_ARTICLE:_

_ _ _ _ _ _ _

Épilogue

Mon parcours dans la LNH a pris fin à Denver le 11 avril 2015, alors que l’Avalanche du Colorado complétait son calendrier régulier contre les Blackhawks de Chicago.

Il s’agissait d’un match sans signification. Nous étions officiellement écartés des séries depuis belle lurette. De leur côté, les Blackhawks avaient envie d’être ailleurs. Ils écoulaient le temps avant de se lancer à la conquête de leur troisième coupe Stanley en cinq ans.

Même s’il s’agissait ma 973e partie dans la LNH, j’étais fébrile et nerveux. En fait, j’étais carrément pompé. En me regardant me préparer, certains de mes coéquipiers se disaient probablement: «Veux-tu te calmer? Pouvons-nous disputer ce match au plus vite et rentrer chez nous pour l’été?» Pour moi, c’était un moment solennel. Je me savais arrivé au bout du chemin et je tenais à savourer pleinement les 60 dernières minutes me séparant de la retraite.

J’ai bien vécu ce moment. J’étais serein. Misha assistait au match avec Caelan, Cameron et Carson. Quelques proches, dont mon vieil ami de Gatineau Daniel Tremblay, avaient aussi fait le trajet pour assister à la conclusion de ma carrière. C’était une belle journée. J’étais prêt à passer à la prochaine étape de ma vie.

«Dans les heures précédant son dernier match, nous étions tous tristes, sauf Daniel. Contrairement à son habitude avant une partie, il était très détendu. Il savait que le temps était venu de passer à autre chose. Son état d’esprit m’impressionnait», raconte Daniel Tremblay.

Patrick Roy a eu la délicatesse de m’insérer dans la formation partante aux côtés de Jarome Iginla et de Matt Duchene, et j’ai donné tout ce qui me restait à chacune de mes présences sur la patinoire. J’aurais adoré quitter la scène en levant les bras au ciel après avoir marqué un but. Le gardien des Blackhawks, Scott Darling, m’a toutefois empêché de compléter les quelques bonnes chances de marquer (parmi lesquelles une échappée) dont j’ai bénéficié dans ce match d’adieu.

En rentrant au vestiaire, j’estimais avoir disputé un bon match. Un surplus d’émotion m’a étreint en enlevant mon chandail pour la dernière fois, mais pas au point de verser des larmes. Je savais depuis le début de la saison que ma vie d’athlète tirait à sa fin. Dès le départ, j’avais décidé de savourer chaque moment au lieu de sombrer dans la nostalgie.

_ _ _ _ _ _ _

_DONNÉES DISPONIBLES:_

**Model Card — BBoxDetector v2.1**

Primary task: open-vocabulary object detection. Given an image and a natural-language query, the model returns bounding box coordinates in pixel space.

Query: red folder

_ _ _ _ _ _ _

_EXERCICES PROPOSÉS:_
(1) Répondez aux questions suivantes sur l'épilogue, en repérant vos réponses par les mêmes lettres.
(a) Dans quelle ville et à quelle date le parcours dans la LNH a-t-il pris fin ?
(b) De quelle partie dans la LNH s'agissait-il, selon son rang ?
(c) Quel gardien des Blackhawks a empêché de concrétiser les chances de marquer lors de ce match d'adieu ?
(2) Prolongez l'épilogue consacré au dernier match dans la LNH, en reprenant après sa dernière phrase.

_RÉPONSES:_
(1)
(a) À Denver, le 11 avril 2015.
(b) De la 973e partie dans la LNH.
(c) Scott Darling.

(2)
En retirant mon armure pour la dernière fois, j’étais content d’avoir fait ce choix. Et je m’estimais chanceux d’avoir vécu l’ultime chapitre de ma carrière avec un entraîneur-chef comme Patrick Roy.

Lors de notre première rencontre au début de la saison, Patrick avait mis cartes sur table:

— Je ne sais pas comment je vais t’utiliser cette saison, mais je vais te faire une promesse. J’ai fait mes recherches et je sais que tu es un bon coéquipier et un bon leader. Je vais donc m’arranger pour que tu puisses exercer ton leadership. Quoi qu’il arrive, que tu joues sur le premier trio ou que tu sois rayé de l’alignement un soir donné, cette situation ne changera pas. Tu seras traité comme un leader.

Je connaissais à peine Patrick à ce moment-là. J’avais huit ans lorsqu’il avait remporté sa première coupe Stanley avec le Canadien et il était l’une de mes grandes idoles de jeunesse. C’était donc très particulier pour moi de jouer sous ses ordres. Et tout au long de la saison, je n’ai jamais été déçu. Il m’a impressionné.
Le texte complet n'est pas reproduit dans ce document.